How many lines in the records below contain the string "instance"? Matches are case-sensitive. Reply with the number only.

# start of LISTING

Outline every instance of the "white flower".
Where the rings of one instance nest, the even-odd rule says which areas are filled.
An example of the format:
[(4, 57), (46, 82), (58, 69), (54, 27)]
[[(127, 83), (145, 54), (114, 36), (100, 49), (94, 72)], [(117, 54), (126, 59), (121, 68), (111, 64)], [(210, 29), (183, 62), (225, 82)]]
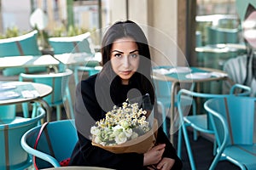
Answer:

# end of LISTING
# start of LISTING

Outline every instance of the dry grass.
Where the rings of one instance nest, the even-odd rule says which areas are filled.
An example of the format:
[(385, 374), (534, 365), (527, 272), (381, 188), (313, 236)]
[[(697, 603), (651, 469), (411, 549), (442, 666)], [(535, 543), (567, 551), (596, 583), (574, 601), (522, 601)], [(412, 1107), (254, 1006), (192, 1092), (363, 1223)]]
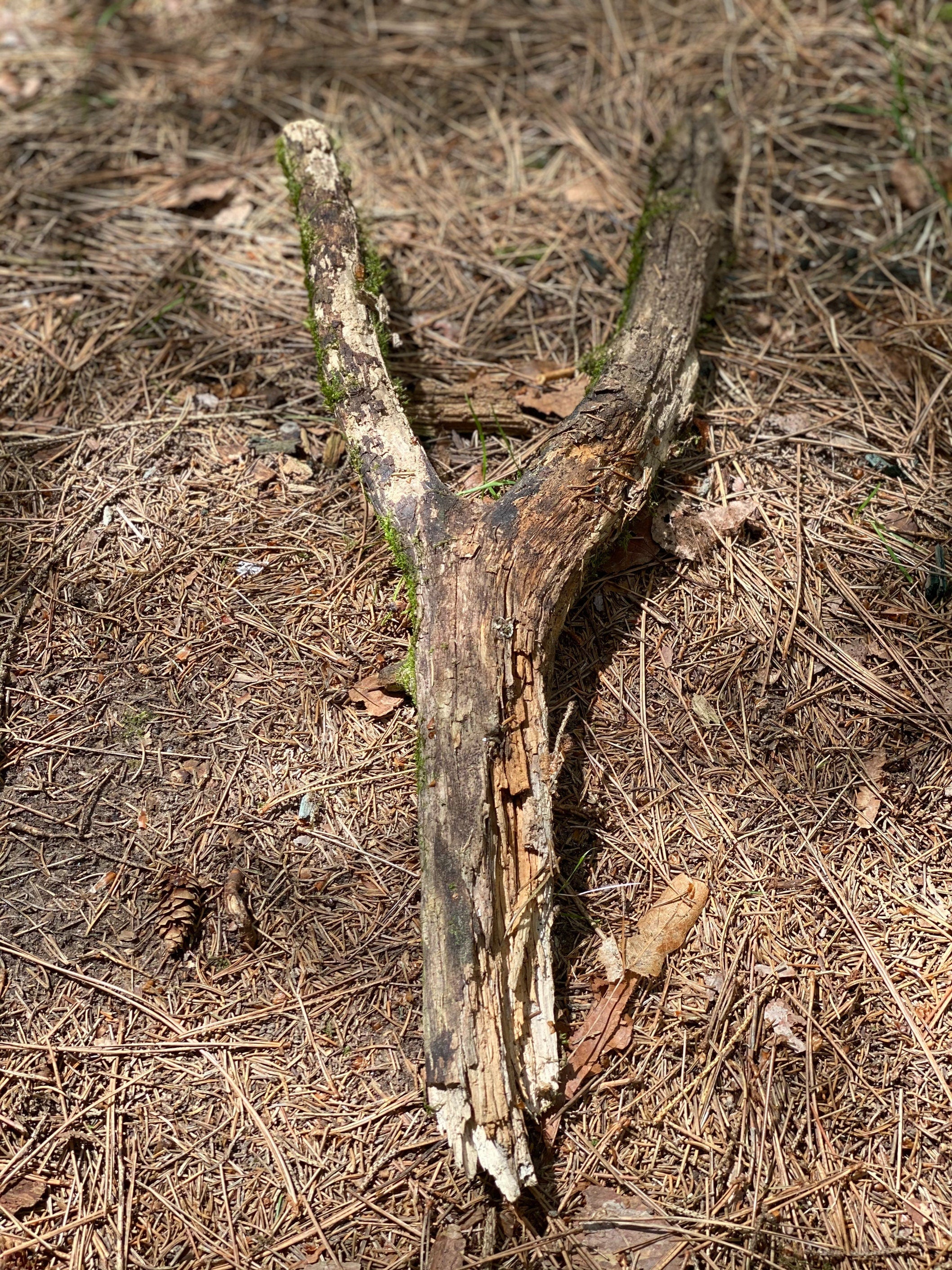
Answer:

# end of LISTING

• _TASK RESPONSE_
4